● Records shown
** start **
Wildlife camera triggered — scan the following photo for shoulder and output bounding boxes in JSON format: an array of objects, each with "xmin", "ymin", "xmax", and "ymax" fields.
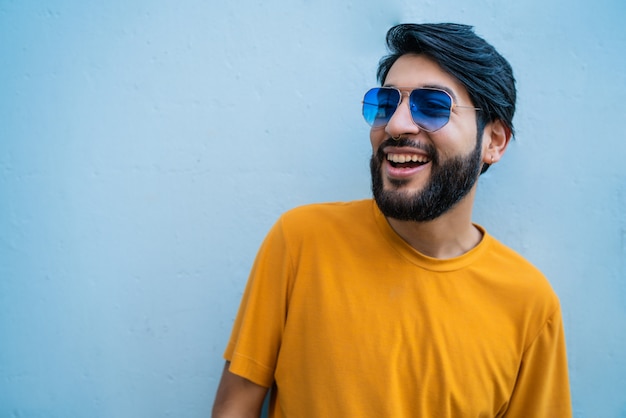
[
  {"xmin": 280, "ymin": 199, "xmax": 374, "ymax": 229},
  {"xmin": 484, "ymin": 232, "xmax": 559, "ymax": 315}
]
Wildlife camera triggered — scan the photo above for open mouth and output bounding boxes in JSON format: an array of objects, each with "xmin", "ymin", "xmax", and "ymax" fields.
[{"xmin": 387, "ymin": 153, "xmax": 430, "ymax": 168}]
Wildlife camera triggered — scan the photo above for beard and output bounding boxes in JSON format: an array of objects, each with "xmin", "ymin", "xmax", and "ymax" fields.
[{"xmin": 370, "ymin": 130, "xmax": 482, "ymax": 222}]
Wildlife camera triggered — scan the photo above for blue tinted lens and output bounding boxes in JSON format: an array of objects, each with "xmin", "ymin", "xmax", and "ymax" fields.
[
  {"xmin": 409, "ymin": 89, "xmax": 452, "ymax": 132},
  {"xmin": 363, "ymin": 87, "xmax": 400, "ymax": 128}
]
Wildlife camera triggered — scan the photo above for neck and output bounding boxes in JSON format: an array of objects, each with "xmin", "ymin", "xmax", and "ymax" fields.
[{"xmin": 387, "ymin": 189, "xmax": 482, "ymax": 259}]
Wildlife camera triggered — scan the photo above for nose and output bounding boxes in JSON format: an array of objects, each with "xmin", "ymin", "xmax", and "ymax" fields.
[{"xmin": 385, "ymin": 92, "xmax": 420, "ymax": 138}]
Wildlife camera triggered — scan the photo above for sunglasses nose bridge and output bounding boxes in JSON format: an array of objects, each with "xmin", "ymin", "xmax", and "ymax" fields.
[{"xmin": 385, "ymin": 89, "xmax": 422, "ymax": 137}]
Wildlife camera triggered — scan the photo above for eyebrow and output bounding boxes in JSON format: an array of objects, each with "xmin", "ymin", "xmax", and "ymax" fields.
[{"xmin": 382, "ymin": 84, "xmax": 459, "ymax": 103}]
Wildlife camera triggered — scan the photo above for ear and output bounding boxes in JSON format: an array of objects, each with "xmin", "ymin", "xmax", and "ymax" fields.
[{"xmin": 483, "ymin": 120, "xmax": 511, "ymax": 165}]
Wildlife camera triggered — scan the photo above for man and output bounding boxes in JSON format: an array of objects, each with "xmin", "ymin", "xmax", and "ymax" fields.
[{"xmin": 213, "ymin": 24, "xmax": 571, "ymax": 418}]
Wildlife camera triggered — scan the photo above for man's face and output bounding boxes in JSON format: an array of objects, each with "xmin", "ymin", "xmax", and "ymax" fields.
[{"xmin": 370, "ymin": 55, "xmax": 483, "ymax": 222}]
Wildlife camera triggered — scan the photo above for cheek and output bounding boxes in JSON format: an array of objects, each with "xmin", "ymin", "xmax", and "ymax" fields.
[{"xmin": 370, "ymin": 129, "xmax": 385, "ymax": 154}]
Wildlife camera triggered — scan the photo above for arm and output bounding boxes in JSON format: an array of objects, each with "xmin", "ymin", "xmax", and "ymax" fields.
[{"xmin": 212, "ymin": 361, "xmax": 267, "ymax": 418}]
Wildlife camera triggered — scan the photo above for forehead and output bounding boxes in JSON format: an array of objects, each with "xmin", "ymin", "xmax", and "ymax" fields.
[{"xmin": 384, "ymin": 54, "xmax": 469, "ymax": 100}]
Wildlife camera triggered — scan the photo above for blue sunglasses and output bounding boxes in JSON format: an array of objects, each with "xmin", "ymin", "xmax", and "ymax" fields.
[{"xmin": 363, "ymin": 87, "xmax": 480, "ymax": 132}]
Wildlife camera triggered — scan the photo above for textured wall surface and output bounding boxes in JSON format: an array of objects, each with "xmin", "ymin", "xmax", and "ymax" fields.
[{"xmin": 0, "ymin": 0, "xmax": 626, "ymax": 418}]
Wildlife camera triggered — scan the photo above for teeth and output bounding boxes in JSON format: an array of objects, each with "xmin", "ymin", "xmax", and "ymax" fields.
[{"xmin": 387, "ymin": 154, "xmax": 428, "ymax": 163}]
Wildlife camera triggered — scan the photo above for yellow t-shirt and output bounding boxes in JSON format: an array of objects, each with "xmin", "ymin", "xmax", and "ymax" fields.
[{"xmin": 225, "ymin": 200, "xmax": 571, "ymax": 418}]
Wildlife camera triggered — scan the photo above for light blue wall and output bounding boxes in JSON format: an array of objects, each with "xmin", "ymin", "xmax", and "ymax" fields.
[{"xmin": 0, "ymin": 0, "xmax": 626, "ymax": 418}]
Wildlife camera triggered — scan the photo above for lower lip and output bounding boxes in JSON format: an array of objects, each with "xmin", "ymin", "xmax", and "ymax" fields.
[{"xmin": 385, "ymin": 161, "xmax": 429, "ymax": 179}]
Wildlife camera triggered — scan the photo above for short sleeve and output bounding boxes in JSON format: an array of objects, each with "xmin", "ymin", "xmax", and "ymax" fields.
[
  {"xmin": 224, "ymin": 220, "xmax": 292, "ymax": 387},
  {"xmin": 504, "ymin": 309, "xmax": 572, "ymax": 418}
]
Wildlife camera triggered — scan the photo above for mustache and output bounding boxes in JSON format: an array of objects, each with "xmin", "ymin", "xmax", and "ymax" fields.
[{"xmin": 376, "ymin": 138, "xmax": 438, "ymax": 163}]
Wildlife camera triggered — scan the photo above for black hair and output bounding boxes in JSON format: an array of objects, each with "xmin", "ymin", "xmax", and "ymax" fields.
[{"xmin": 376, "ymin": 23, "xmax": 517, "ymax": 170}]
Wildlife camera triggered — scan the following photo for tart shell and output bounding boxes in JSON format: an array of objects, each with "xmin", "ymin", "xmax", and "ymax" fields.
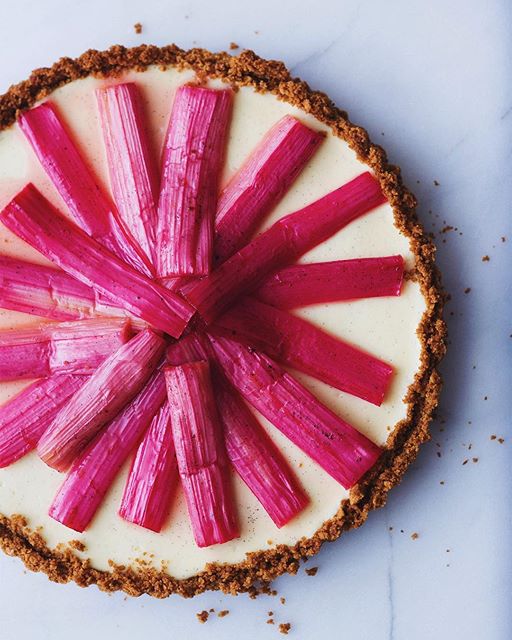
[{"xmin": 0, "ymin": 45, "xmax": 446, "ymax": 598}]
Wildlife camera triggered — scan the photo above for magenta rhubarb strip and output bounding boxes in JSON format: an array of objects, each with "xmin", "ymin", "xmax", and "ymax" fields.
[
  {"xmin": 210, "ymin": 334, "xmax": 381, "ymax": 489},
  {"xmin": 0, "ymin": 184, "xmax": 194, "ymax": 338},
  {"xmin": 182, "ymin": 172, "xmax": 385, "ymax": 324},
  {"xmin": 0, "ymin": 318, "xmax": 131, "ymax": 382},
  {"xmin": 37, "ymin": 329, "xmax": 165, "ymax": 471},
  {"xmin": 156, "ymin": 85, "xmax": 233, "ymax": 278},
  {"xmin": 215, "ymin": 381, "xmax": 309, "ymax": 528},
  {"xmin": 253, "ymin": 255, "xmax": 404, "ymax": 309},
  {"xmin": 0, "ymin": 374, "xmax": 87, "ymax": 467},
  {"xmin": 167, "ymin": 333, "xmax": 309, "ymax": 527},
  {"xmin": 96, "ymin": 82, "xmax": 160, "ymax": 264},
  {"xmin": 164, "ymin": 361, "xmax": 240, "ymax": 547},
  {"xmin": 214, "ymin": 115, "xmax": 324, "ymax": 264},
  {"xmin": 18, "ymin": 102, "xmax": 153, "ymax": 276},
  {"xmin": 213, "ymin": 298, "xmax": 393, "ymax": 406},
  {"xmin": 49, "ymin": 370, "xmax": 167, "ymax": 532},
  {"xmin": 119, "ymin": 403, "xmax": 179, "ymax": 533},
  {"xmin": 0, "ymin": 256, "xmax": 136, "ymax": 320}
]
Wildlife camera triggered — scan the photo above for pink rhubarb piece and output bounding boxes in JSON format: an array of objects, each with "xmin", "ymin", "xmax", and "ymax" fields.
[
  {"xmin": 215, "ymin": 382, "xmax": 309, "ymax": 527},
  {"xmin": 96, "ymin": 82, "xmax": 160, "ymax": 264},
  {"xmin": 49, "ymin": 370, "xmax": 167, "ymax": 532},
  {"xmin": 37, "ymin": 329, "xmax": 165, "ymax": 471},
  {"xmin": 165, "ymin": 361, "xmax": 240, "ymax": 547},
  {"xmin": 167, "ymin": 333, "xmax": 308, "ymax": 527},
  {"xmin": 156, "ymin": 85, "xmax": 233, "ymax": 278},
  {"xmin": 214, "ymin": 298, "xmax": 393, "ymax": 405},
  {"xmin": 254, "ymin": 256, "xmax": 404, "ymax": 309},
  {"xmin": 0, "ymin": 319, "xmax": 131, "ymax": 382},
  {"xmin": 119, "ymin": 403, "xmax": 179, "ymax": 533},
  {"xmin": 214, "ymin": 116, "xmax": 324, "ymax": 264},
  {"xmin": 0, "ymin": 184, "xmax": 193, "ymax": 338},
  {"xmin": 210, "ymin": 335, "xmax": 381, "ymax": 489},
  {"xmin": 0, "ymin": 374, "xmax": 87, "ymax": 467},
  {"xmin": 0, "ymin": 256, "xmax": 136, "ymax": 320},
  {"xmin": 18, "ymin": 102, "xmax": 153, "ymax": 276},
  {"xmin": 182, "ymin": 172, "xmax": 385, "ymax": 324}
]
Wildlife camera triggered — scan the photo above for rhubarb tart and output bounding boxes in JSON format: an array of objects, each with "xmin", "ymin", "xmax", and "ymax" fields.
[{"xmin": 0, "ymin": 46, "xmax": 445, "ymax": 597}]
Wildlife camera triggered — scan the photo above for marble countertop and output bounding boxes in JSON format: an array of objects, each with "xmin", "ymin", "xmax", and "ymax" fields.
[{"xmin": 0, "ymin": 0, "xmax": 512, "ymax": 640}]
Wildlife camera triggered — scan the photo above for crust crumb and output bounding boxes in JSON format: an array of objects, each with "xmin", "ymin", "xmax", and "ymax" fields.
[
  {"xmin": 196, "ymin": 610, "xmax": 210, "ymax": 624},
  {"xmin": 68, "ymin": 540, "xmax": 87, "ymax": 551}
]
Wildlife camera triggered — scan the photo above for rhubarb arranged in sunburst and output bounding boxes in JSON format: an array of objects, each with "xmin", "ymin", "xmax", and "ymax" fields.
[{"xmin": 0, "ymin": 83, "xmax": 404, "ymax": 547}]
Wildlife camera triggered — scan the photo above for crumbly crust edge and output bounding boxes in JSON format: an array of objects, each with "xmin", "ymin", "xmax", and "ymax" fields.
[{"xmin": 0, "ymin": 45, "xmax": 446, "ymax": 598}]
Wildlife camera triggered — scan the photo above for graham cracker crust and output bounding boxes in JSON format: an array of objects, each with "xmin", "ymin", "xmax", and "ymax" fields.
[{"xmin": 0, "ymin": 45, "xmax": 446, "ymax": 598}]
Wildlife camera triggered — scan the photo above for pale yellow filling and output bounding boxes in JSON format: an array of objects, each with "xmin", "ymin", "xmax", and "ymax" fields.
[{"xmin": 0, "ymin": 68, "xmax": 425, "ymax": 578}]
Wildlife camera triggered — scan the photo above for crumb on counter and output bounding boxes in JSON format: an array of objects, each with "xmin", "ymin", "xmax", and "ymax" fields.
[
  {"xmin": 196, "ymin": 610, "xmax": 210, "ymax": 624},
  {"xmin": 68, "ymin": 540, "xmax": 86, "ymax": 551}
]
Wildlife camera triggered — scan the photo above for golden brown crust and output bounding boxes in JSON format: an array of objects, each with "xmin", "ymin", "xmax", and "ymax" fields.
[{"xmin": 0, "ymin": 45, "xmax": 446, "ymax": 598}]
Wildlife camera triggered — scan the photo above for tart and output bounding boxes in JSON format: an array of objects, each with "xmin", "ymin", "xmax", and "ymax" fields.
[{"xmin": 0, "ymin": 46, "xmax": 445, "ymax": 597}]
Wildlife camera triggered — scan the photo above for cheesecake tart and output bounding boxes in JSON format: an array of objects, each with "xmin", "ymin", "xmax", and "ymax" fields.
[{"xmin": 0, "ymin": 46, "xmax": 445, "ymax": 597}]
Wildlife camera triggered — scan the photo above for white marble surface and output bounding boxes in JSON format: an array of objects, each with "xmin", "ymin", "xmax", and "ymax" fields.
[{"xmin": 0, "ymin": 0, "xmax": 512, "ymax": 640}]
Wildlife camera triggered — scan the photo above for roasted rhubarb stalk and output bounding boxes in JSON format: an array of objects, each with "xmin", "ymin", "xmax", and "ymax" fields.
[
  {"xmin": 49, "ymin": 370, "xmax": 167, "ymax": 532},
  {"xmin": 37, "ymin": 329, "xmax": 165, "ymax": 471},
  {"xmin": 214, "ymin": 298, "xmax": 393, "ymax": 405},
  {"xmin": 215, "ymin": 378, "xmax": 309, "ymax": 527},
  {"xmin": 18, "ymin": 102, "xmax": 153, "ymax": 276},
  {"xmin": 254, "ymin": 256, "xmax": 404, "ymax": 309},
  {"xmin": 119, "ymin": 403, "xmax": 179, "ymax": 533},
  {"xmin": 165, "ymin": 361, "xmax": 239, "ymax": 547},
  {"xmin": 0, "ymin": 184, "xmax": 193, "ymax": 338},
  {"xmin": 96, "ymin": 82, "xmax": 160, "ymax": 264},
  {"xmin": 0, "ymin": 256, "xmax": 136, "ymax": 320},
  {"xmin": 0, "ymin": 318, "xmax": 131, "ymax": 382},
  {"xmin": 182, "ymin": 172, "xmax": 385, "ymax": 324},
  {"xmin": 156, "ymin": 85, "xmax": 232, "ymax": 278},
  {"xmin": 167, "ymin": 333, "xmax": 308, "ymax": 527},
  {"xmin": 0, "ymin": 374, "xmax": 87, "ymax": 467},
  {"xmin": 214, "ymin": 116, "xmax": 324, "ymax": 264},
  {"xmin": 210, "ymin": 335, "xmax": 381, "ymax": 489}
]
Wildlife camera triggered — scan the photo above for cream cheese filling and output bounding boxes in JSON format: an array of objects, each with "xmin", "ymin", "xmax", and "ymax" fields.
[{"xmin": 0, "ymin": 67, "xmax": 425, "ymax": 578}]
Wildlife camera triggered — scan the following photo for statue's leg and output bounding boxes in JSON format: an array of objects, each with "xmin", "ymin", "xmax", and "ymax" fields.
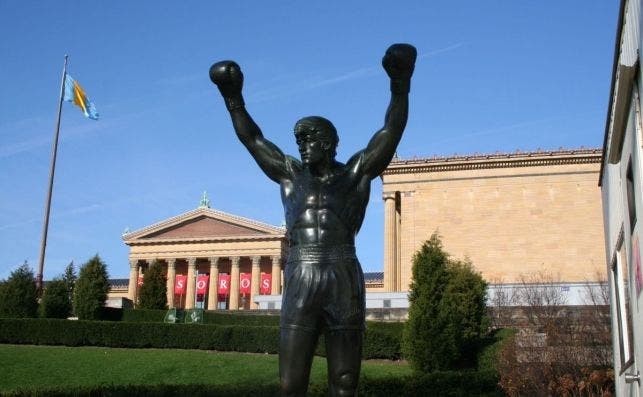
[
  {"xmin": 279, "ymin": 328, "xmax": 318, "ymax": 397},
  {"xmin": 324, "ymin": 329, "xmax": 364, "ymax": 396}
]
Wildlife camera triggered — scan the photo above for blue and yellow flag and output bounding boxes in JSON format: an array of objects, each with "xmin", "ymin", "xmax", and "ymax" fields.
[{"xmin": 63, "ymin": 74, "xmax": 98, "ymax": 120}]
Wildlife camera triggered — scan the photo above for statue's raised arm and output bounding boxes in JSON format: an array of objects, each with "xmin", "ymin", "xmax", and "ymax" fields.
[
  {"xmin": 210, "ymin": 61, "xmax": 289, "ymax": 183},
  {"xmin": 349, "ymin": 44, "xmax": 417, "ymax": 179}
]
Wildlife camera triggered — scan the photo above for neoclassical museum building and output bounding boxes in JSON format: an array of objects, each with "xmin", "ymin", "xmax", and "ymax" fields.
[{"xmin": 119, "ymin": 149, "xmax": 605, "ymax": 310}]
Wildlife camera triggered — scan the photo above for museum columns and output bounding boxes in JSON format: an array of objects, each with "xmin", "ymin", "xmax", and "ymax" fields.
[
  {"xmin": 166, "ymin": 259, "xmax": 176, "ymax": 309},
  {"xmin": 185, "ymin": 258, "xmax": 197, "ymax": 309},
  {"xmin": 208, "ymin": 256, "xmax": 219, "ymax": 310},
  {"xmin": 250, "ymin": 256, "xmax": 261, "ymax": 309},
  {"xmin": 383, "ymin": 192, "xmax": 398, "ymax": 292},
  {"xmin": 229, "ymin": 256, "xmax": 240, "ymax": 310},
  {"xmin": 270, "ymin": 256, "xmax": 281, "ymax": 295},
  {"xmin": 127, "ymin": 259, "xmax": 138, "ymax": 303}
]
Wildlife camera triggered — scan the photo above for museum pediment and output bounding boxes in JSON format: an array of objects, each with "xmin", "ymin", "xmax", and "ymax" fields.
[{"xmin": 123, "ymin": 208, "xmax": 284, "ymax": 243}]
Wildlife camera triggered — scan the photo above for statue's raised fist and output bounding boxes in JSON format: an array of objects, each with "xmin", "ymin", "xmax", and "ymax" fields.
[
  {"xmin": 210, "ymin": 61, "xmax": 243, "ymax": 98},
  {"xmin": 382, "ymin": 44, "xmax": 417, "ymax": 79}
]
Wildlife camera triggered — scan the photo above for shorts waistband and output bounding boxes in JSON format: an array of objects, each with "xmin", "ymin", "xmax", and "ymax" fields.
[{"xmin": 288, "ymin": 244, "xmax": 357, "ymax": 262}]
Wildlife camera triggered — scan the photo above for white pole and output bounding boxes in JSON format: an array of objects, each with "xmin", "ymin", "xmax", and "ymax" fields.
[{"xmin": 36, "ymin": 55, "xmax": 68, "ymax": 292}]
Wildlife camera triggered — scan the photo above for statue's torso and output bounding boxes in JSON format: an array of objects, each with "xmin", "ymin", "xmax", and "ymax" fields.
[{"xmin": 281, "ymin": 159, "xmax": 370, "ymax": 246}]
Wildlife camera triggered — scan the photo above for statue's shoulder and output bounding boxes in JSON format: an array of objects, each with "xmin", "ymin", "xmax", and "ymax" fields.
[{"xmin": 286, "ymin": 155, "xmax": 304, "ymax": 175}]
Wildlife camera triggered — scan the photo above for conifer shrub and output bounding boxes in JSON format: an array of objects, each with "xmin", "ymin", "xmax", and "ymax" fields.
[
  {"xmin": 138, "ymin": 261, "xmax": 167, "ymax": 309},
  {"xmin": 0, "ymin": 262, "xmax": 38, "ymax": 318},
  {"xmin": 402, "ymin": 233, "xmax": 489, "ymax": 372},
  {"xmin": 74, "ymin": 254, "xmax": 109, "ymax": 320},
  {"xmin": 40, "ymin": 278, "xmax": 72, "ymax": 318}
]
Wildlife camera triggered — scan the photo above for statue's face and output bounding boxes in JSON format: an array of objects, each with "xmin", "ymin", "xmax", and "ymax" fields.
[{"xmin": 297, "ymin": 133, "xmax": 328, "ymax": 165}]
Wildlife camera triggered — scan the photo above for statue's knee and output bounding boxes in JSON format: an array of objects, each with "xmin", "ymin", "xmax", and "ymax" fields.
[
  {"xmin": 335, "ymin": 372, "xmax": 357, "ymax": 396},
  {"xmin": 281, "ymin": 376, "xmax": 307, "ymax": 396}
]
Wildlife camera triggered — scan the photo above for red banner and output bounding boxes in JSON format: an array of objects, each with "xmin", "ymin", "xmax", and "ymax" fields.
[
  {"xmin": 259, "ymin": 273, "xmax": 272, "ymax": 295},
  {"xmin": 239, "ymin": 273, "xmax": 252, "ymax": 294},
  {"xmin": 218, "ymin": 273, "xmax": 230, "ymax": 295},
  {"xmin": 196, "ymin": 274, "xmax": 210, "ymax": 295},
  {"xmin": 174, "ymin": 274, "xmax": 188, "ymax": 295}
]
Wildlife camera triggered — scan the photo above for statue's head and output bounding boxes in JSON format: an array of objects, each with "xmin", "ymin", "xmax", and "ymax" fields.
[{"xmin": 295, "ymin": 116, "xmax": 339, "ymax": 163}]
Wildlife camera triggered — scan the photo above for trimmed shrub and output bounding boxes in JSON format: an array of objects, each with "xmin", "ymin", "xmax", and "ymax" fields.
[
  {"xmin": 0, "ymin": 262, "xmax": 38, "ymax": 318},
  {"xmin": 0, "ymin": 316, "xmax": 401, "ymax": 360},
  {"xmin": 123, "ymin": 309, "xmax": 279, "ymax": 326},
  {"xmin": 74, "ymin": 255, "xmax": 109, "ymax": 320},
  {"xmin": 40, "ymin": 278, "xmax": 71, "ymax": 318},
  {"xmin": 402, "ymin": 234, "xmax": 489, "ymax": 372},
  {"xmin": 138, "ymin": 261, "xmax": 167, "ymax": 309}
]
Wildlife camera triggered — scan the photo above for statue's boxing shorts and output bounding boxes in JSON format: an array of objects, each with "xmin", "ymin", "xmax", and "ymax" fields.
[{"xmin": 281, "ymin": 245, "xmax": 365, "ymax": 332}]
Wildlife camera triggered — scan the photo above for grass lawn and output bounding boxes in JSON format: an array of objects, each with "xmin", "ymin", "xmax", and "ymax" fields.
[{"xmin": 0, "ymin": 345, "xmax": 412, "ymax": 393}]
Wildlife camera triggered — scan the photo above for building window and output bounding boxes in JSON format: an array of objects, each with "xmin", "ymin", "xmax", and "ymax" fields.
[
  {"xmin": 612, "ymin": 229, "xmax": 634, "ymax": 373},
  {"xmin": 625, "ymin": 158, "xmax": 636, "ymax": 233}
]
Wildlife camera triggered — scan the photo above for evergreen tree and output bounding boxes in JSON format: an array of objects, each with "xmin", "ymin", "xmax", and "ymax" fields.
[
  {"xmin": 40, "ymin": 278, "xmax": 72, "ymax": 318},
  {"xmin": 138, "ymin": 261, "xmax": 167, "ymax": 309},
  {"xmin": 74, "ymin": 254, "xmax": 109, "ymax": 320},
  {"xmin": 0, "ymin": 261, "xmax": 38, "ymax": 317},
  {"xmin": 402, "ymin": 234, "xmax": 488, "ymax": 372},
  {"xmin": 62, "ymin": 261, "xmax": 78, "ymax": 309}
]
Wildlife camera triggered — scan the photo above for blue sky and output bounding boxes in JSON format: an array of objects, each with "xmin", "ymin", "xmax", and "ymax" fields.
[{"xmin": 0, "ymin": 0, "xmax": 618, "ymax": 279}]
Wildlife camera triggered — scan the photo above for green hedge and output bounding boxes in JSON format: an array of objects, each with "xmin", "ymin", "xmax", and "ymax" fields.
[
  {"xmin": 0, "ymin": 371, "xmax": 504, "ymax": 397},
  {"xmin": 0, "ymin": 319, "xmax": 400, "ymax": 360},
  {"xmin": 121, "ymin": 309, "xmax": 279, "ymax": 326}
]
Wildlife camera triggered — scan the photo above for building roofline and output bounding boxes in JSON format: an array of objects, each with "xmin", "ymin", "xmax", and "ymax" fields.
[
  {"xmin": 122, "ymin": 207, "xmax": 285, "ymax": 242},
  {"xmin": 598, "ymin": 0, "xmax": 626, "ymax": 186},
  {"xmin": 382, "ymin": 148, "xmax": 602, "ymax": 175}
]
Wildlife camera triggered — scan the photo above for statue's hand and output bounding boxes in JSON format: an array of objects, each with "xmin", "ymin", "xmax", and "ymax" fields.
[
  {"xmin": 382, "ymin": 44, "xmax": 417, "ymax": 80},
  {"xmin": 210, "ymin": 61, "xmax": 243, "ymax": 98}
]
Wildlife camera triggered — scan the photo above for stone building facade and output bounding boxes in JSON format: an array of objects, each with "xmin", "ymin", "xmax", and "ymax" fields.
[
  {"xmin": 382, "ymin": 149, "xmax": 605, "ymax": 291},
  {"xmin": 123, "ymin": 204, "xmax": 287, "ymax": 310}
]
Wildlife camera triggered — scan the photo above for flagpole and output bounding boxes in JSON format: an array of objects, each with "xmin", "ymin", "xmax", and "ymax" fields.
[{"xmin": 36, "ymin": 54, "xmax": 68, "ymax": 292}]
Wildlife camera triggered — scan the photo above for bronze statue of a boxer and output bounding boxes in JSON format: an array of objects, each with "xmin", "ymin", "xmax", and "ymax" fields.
** end **
● Goal of the exercise
Can you quote the data above word for word, starting at the line that contains "for building roofline" and ending at the final line of the data?

● In response
Wildlife camera triggered — scan the photo above for building roofline and output bounding boxes in JSON format: an array of objects, each with "xmin", "ymin", "xmax", and "ymax" fields.
[
  {"xmin": 122, "ymin": 207, "xmax": 285, "ymax": 242},
  {"xmin": 598, "ymin": 0, "xmax": 626, "ymax": 186},
  {"xmin": 382, "ymin": 148, "xmax": 602, "ymax": 175}
]
Wildlife camera triggered — scan the photo above for statue's hand and output bounding boxes in JSON format: an array of objects, each with "xmin", "ymin", "xmax", and "ymax" fields.
[
  {"xmin": 382, "ymin": 44, "xmax": 417, "ymax": 80},
  {"xmin": 210, "ymin": 61, "xmax": 243, "ymax": 98}
]
Wildlife camera triggered — scan the photo above for stone building facade and output bounding boxes in JSON format: an array of objects, each with "xmin", "ymin", "xmax", and "ymax" fields.
[
  {"xmin": 382, "ymin": 149, "xmax": 605, "ymax": 291},
  {"xmin": 123, "ymin": 204, "xmax": 287, "ymax": 310}
]
Wildlife camera triggered — scan the photo above for flagpole and output bounding boxes in JSON format: an array of objects, each with "xmin", "ymin", "xmax", and "ymax" fields.
[{"xmin": 36, "ymin": 54, "xmax": 68, "ymax": 292}]
Wildlife camera triggered — scan the photo above for bronze statue of a boxer and output bounding boxes in JSON format: an array of objects, each with "xmin", "ymin", "xmax", and "ymax" fields.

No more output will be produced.